═══ Provided material

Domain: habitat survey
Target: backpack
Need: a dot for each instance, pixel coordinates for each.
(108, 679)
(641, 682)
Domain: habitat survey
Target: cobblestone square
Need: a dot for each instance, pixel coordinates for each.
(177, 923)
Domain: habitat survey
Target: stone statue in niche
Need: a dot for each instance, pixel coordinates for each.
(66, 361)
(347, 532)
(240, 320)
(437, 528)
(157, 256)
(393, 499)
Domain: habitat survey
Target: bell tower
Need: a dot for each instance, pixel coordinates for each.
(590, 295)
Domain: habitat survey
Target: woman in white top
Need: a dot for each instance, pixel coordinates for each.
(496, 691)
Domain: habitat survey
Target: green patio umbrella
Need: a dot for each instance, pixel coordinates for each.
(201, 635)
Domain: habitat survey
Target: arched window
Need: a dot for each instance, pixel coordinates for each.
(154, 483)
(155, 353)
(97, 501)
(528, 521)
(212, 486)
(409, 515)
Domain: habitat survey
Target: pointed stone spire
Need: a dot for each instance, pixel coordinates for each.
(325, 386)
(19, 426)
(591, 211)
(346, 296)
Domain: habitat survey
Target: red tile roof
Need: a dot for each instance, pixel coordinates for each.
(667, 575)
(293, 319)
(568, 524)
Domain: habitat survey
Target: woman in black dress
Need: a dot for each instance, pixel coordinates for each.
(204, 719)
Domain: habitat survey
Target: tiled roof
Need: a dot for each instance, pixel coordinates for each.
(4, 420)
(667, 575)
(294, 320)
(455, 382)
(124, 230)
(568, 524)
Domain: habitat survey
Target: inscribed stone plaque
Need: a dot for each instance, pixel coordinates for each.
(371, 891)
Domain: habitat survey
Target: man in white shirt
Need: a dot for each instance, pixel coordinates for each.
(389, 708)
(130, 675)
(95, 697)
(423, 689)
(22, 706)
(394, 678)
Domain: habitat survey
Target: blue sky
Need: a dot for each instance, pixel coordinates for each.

══════

(Objective): Can you gather every line of the entries above that contains the word "white"?

(The response):
Target: woman in white top
Target: man in white shirt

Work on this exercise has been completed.